> Data to process:

▬▬▬▬▬▬▬▬▬▬

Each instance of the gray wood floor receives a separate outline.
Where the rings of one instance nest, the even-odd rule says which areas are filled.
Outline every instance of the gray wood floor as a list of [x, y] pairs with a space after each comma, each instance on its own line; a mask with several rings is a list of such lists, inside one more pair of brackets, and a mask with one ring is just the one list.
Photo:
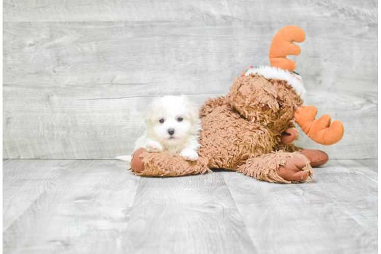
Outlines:
[[376, 160], [331, 160], [295, 184], [128, 167], [3, 160], [3, 253], [376, 252]]

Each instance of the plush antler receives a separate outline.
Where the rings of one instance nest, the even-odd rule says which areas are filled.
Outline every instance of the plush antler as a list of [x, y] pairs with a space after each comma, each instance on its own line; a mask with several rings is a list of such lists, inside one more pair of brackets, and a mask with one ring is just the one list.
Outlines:
[[340, 141], [344, 135], [341, 122], [336, 120], [331, 124], [329, 115], [323, 115], [315, 120], [317, 114], [317, 109], [314, 106], [298, 107], [294, 117], [302, 130], [314, 141], [325, 145]]
[[303, 42], [306, 39], [304, 31], [295, 25], [282, 28], [274, 36], [270, 45], [268, 58], [270, 65], [283, 70], [293, 71], [296, 67], [295, 62], [286, 58], [289, 55], [297, 55], [301, 48], [293, 42]]

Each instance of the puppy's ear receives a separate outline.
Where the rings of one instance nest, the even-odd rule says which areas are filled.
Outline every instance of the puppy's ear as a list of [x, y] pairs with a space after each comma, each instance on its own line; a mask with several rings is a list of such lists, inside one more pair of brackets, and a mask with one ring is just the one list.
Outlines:
[[151, 118], [152, 117], [152, 114], [153, 114], [153, 106], [151, 104], [148, 105], [148, 107], [147, 108], [147, 113], [146, 114], [146, 118], [144, 119], [145, 122], [148, 122], [151, 121]]

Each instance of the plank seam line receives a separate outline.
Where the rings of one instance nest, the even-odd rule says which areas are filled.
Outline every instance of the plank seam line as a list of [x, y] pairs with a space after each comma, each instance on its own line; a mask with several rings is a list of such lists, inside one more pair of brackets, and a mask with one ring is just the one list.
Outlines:
[[250, 241], [251, 241], [252, 244], [253, 244], [253, 246], [254, 247], [255, 249], [256, 252], [258, 253], [257, 247], [255, 246], [255, 244], [254, 244], [254, 243], [253, 241], [253, 239], [252, 239], [251, 236], [250, 235], [250, 234], [249, 233], [248, 226], [246, 225], [246, 223], [245, 223], [244, 220], [243, 220], [243, 218], [242, 218], [241, 213], [239, 212], [239, 210], [238, 210], [238, 207], [237, 207], [237, 204], [235, 203], [235, 200], [234, 200], [234, 199], [233, 198], [233, 195], [232, 195], [231, 192], [230, 192], [230, 188], [229, 187], [229, 185], [228, 185], [228, 184], [226, 183], [226, 181], [225, 181], [225, 176], [224, 176], [224, 174], [222, 174], [222, 172], [215, 172], [214, 174], [215, 174], [216, 173], [220, 173], [220, 174], [221, 174], [221, 176], [222, 176], [222, 179], [224, 180], [224, 183], [225, 183], [225, 184], [226, 185], [226, 187], [228, 188], [228, 191], [229, 191], [229, 194], [230, 195], [230, 197], [233, 200], [233, 201], [234, 202], [234, 206], [235, 206], [235, 209], [237, 209], [237, 211], [238, 212], [238, 214], [239, 214], [239, 217], [241, 218], [241, 220], [242, 221], [242, 223], [243, 224], [243, 225], [244, 226], [244, 228], [246, 231], [246, 233], [249, 236], [249, 237], [250, 239]]
[[[219, 92], [215, 92], [215, 93], [184, 93], [185, 95], [187, 96], [193, 96], [193, 95], [208, 95], [208, 94], [220, 94], [220, 93], [223, 93], [223, 92], [221, 92], [221, 93]], [[178, 94], [169, 94], [169, 95], [173, 95], [173, 96], [179, 96], [181, 95], [181, 93]], [[131, 97], [116, 97], [116, 98], [94, 98], [94, 99], [79, 99], [77, 100], [78, 101], [94, 101], [96, 100], [117, 100], [117, 99], [127, 99], [127, 98], [154, 98], [154, 97], [158, 97], [160, 96], [131, 96]]]

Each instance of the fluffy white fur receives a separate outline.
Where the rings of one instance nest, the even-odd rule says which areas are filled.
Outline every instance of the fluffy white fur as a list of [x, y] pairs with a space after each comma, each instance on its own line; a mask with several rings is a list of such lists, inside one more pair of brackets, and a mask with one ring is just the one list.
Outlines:
[[297, 75], [287, 70], [270, 66], [259, 66], [249, 69], [245, 73], [245, 76], [248, 76], [251, 73], [257, 73], [263, 76], [266, 78], [286, 80], [292, 86], [295, 91], [296, 92], [296, 94], [303, 99], [304, 101], [303, 104], [306, 105], [306, 99], [307, 99], [307, 92], [304, 87], [301, 76]]
[[[135, 150], [143, 147], [149, 152], [180, 154], [188, 161], [198, 158], [201, 120], [196, 104], [186, 96], [154, 99], [148, 107], [145, 122], [146, 131], [135, 142]], [[131, 156], [116, 158], [130, 162]]]

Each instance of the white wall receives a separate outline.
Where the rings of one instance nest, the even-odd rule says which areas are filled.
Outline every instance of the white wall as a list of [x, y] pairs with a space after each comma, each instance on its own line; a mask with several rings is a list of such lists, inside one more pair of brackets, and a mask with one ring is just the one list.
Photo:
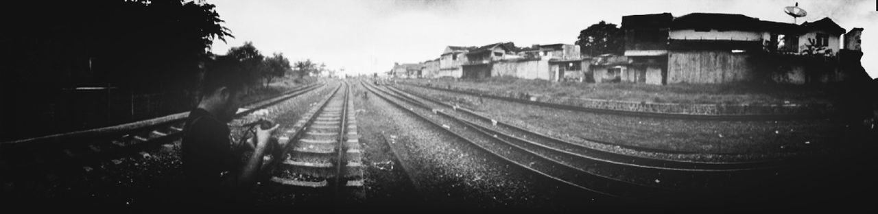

▬▬▬▬▬▬▬▬▬▬

> What is needed: Reproduce every row above word for word, leaving out the pictures.

> Result below:
Each instance of the gray wood floor receives a separate outline.
Where the rings of one instance nest, the even-odd rule says which areas are filled.
Outline every instance of the gray wood floor as a list of [x, y] pairs with a space after each comma, each instance on its own line; a mask with several rings is a list of such lists, inside one more pair of brackets, and a mask with one ring is just the one list.
Photo:
Outlines:
[[376, 160], [331, 160], [295, 184], [128, 167], [3, 160], [3, 253], [376, 252]]

Each instance of the plush antler receives a separate outline.
Where the rings of one instance nest, the even-odd rule says which areas are filled.
Outline every instance of the plush antler as a list of [x, y] pairs with a space after each comma, each instance on its own line; a mask with several rings is a list of such lists, inside one more pair of brackets, and a mask with one ring is just the one list.
Outlines:
[[340, 141], [344, 135], [341, 122], [336, 120], [331, 124], [329, 115], [323, 115], [315, 120], [317, 114], [317, 109], [314, 106], [298, 107], [294, 117], [302, 130], [314, 141], [325, 145]]
[[303, 42], [306, 39], [304, 31], [295, 25], [282, 28], [274, 36], [270, 45], [268, 58], [270, 65], [283, 70], [293, 71], [296, 67], [295, 62], [286, 58], [289, 55], [297, 55], [301, 48], [293, 42]]

Each instance of the puppy's ear receives a separate outline.
Where the rings of one instance nest, the even-odd rule says which areas are filled.
Outline every instance of the puppy's ear as a list of [x, y] pairs with a space after each comma, each instance on its own line; a mask with several rings is a list of such lists, inside one more pair of brackets, and a mask with one ring is just the one list.
Outlines:
[[151, 118], [152, 117], [152, 114], [153, 114], [153, 106], [151, 104], [148, 105], [148, 107], [147, 108], [147, 113], [146, 114], [146, 118], [144, 119], [145, 122], [148, 122], [151, 121]]

Each instance of the plank seam line receives a separate outline.
Where the rings of one instance nest, the even-odd rule says which areas are filled.
Outline every instance of the plank seam line as a list of [x, y] pairs with a space after each comma, each instance on its own line; a mask with several rings is a list of such lists, inside one more pair of brackets, and a mask with one ring is just the one list.
Outlines:
[[250, 241], [251, 241], [252, 244], [253, 244], [253, 246], [254, 247], [255, 249], [256, 252], [258, 253], [257, 247], [255, 246], [255, 244], [254, 244], [254, 243], [253, 241], [253, 239], [252, 239], [251, 236], [250, 235], [250, 234], [249, 233], [248, 226], [246, 225], [246, 223], [245, 223], [244, 220], [243, 220], [243, 218], [242, 218], [241, 213], [239, 212], [239, 210], [238, 210], [238, 207], [237, 207], [237, 204], [235, 203], [235, 200], [234, 200], [234, 199], [233, 198], [233, 195], [232, 195], [231, 192], [230, 192], [230, 188], [229, 187], [229, 185], [228, 185], [228, 184], [226, 183], [226, 181], [225, 181], [225, 176], [224, 176], [224, 174], [222, 174], [222, 172], [215, 172], [214, 174], [215, 174], [216, 173], [220, 173], [220, 174], [221, 174], [221, 176], [222, 176], [222, 179], [224, 180], [224, 183], [225, 183], [225, 184], [226, 185], [226, 187], [228, 188], [228, 191], [229, 191], [229, 194], [230, 195], [230, 197], [233, 200], [233, 201], [234, 202], [234, 206], [235, 206], [235, 209], [237, 209], [237, 211], [238, 212], [238, 214], [239, 214], [239, 217], [241, 218], [241, 220], [242, 221], [242, 223], [243, 224], [243, 225], [244, 226], [244, 228], [246, 231], [246, 233], [249, 236], [249, 237], [250, 239]]
[[[219, 92], [215, 92], [215, 93], [184, 93], [185, 95], [187, 96], [193, 96], [193, 95], [208, 95], [208, 94], [220, 94], [220, 93], [223, 93], [223, 92], [221, 92], [221, 93]], [[178, 94], [169, 94], [169, 95], [173, 95], [173, 96], [179, 96], [181, 95], [181, 93]], [[131, 97], [116, 97], [116, 98], [94, 98], [94, 99], [79, 99], [77, 100], [78, 101], [94, 101], [96, 100], [117, 100], [117, 99], [127, 99], [127, 98], [154, 98], [154, 97], [158, 97], [160, 96], [131, 96]]]

Each instance of the fluffy white fur receives a separate outline.
Where the rings of one instance nest, the even-odd rule says which areas are filled.
Outline every instance of the fluffy white fur as a list of [x, y] pairs with a space after each comma, each instance on its own line; a mask with several rings is a list of such lists, inside one more pair of brackets, and a mask with one ring is just the one list.
Outlines:
[[297, 75], [287, 70], [270, 66], [259, 66], [249, 69], [245, 73], [245, 76], [248, 76], [251, 73], [257, 73], [263, 76], [266, 78], [286, 80], [292, 86], [295, 91], [296, 92], [296, 94], [303, 99], [304, 101], [303, 104], [306, 105], [306, 99], [307, 99], [307, 92], [304, 87], [301, 76]]
[[[135, 150], [143, 147], [149, 152], [180, 154], [188, 161], [198, 158], [201, 120], [196, 104], [186, 96], [154, 99], [148, 107], [145, 122], [146, 131], [135, 142]], [[131, 156], [116, 158], [130, 162]]]

Each instance of the white wall receives a separate outline.
Where the rings of one instance nest, the even-odd rule says which areas are filled.
Outline every instance of the white wall as a list of [x, y] pairs with a space after each comma, each instance on its own line; a mask with several rings is a list of such lists, inside one more pair of brackets, and a mask with one ring is just the one list.
Photo:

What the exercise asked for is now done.